<<<<
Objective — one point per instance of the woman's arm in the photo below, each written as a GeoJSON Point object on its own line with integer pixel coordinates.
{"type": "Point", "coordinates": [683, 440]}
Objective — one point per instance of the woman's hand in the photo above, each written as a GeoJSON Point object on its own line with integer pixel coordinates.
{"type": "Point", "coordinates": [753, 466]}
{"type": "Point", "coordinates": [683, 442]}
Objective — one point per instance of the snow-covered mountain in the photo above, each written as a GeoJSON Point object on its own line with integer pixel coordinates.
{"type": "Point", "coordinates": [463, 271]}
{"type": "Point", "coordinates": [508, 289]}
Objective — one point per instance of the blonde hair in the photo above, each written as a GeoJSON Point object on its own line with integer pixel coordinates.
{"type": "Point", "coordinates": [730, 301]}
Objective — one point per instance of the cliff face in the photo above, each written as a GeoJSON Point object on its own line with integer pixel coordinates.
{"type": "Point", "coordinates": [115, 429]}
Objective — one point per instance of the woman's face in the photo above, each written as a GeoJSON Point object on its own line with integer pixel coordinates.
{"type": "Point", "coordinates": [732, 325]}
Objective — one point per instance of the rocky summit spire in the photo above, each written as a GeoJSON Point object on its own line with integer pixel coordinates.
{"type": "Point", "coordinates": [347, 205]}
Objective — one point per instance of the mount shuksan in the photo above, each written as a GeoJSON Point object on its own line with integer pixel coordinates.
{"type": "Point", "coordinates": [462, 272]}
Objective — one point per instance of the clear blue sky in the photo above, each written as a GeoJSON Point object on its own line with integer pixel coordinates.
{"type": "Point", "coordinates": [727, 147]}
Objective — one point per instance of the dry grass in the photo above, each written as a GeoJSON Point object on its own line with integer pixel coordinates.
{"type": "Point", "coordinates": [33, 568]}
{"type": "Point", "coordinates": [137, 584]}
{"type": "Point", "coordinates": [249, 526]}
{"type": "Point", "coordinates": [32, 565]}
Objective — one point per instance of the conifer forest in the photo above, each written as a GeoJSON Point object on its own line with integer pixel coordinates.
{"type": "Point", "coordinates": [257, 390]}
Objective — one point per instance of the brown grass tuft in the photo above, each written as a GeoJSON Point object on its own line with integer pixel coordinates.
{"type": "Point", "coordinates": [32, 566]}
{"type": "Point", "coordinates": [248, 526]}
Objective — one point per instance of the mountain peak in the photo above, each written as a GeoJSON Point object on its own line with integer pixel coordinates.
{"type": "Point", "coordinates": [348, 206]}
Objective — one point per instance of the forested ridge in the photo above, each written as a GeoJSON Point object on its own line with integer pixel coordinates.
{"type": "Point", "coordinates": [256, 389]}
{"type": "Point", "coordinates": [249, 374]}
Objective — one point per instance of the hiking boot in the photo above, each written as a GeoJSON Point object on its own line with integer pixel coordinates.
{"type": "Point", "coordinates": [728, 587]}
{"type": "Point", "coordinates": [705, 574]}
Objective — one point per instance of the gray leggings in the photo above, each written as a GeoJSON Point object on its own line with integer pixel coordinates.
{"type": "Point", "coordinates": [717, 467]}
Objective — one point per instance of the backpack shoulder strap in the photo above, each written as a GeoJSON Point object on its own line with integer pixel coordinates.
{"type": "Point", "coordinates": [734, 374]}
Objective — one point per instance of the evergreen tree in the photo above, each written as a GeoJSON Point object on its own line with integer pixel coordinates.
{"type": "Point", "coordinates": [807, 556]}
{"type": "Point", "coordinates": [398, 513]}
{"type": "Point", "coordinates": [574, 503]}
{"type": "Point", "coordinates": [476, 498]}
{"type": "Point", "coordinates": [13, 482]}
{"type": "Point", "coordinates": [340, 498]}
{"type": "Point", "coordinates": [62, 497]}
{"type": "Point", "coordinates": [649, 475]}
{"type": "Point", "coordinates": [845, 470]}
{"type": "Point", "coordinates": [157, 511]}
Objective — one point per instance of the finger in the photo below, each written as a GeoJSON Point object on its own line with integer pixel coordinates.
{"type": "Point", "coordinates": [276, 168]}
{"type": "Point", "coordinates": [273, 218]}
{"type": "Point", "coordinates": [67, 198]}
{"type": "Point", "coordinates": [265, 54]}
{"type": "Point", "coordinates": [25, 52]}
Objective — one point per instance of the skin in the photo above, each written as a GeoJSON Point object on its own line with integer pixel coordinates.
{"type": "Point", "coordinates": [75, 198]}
>>>>
* Task goal:
Convert all of the records above into a JSON array of strings, with each line as its own string and blank lines left out.

* Answer for this exercise:
[
  "Objective — one point per instance of the woman's arm in the photo below, each written as a GeoJSON Point object on its own line with integer pixel coordinates.",
  "{\"type\": \"Point\", \"coordinates\": [683, 440]}",
  "Objective — one point per instance of the woman's hand in the photo above, each written as a GeoJSON Point object on its own line with integer pixel coordinates.",
  "{\"type\": \"Point\", \"coordinates\": [753, 466]}",
  "{\"type\": \"Point\", \"coordinates\": [683, 442]}",
  "Objective — one point per instance of the snow-covered mountain in the photo above, each written as a GeoJSON Point object on its own line with integer pixel coordinates.",
  "{\"type\": \"Point\", \"coordinates\": [463, 271]}",
  "{\"type\": \"Point\", \"coordinates\": [508, 289]}",
  "Objective — one point per instance of the blonde hair in the photo above, each written as a GeoJSON Point object on its own line with integer pixel coordinates.",
  "{\"type\": \"Point\", \"coordinates\": [730, 301]}",
  "Objective — one point per instance of the cliff face in the photo above, each written as a GeoJSON Point object on its own line with integer pixel coordinates.",
  "{\"type\": \"Point\", \"coordinates\": [115, 429]}",
  "Objective — one point per instance of the woman's face in the photo above, each written as a GeoJSON Point object on its own line with integer pixel coordinates.",
  "{\"type\": \"Point\", \"coordinates\": [732, 325]}",
  "Objective — one point per instance of the rocky summit spire in the photo above, each written as a GeoJSON Point object on its own line with integer pixel coordinates.",
  "{\"type\": \"Point\", \"coordinates\": [347, 205]}",
  "Objective — one point per instance of the mount shuksan in the photo above, each written as a GeoJSON Point object on its own line with integer pixel coordinates.",
  "{\"type\": \"Point\", \"coordinates\": [462, 272]}",
  "Objective — one point per instance of the clear blue sky in the photo above, each written as a GeoJSON Point object on its own line with integer pixel coordinates.",
  "{\"type\": \"Point\", \"coordinates\": [727, 147]}",
  "Objective — one point per instance of the dry grass in the photo above, each written as a GeoJSON Point object on its own line with integer pixel coordinates.",
  "{\"type\": \"Point\", \"coordinates\": [33, 568]}",
  "{\"type\": \"Point\", \"coordinates\": [137, 584]}",
  "{\"type\": \"Point\", \"coordinates\": [249, 526]}",
  "{\"type\": \"Point\", \"coordinates\": [32, 565]}",
  "Objective — one point per instance of the conifer forest in the photo above, each written as a GeoJSON Point object on its own line with integer pixel coordinates.",
  "{\"type\": \"Point\", \"coordinates\": [257, 390]}",
  "Objective — one point per instance of the brown grass tuft in the photo above, each written as a GeoJSON Point object on its own line with integer pixel coordinates.",
  "{\"type\": \"Point\", \"coordinates\": [32, 566]}",
  "{\"type\": \"Point\", \"coordinates\": [248, 526]}",
  "Objective — one point per instance of the mountain peak in the photo above, each written as a GeoJSON Point object on its own line with integer pixel coordinates.",
  "{\"type\": \"Point\", \"coordinates\": [348, 206]}",
  "Objective — one point per instance of the forested ridge in the photo above, each written as a GeoJSON Point object on its own line with integer pixel coordinates.",
  "{\"type\": \"Point\", \"coordinates\": [256, 389]}",
  "{\"type\": \"Point\", \"coordinates\": [249, 374]}",
  "Objective — one point per instance of the hiking boot in the photo above, each written as a GeoJSON Point object on its own line with integer pixel coordinates.",
  "{\"type\": \"Point\", \"coordinates\": [728, 587]}",
  "{\"type\": \"Point\", \"coordinates\": [705, 574]}",
  "Objective — one point per instance of the gray leggings in the photo above, each written as a GeoJSON Point object on its own line with integer pixel coordinates.",
  "{\"type\": \"Point\", \"coordinates\": [717, 467]}",
  "Objective — one point per instance of the backpack shoulder strap in the photo above, each written as a GeoJSON Point object on its own line with integer pixel coordinates.",
  "{\"type\": \"Point\", \"coordinates\": [734, 374]}",
  "Objective — one point per instance of the evergreen tree in the photo above, each written as a GeoJSON Point object on its own line with integer pixel coordinates.",
  "{\"type\": \"Point\", \"coordinates\": [807, 556]}",
  "{\"type\": \"Point\", \"coordinates\": [398, 513]}",
  "{\"type\": \"Point\", \"coordinates\": [574, 503]}",
  "{\"type\": \"Point\", \"coordinates\": [476, 498]}",
  "{\"type\": \"Point\", \"coordinates\": [13, 482]}",
  "{\"type\": \"Point\", \"coordinates\": [340, 498]}",
  "{\"type\": \"Point\", \"coordinates\": [62, 497]}",
  "{\"type\": \"Point\", \"coordinates\": [649, 475]}",
  "{\"type\": \"Point\", \"coordinates\": [845, 470]}",
  "{\"type\": \"Point\", \"coordinates\": [157, 511]}",
  "Objective — one point per instance of the finger in the photo below, each written as a GeoJSON Point object on its own line with integer pixel coordinates.",
  "{\"type\": \"Point\", \"coordinates\": [276, 168]}",
  "{\"type\": \"Point\", \"coordinates\": [273, 218]}",
  "{\"type\": \"Point\", \"coordinates\": [67, 198]}",
  "{\"type\": \"Point\", \"coordinates\": [265, 54]}",
  "{\"type\": \"Point\", \"coordinates\": [25, 52]}",
  "Objective — one point per instance of the skin in the photo above, each written as a GeoJSON Point object on its own line with integer pixel coordinates.",
  "{\"type\": \"Point\", \"coordinates\": [75, 198]}"
]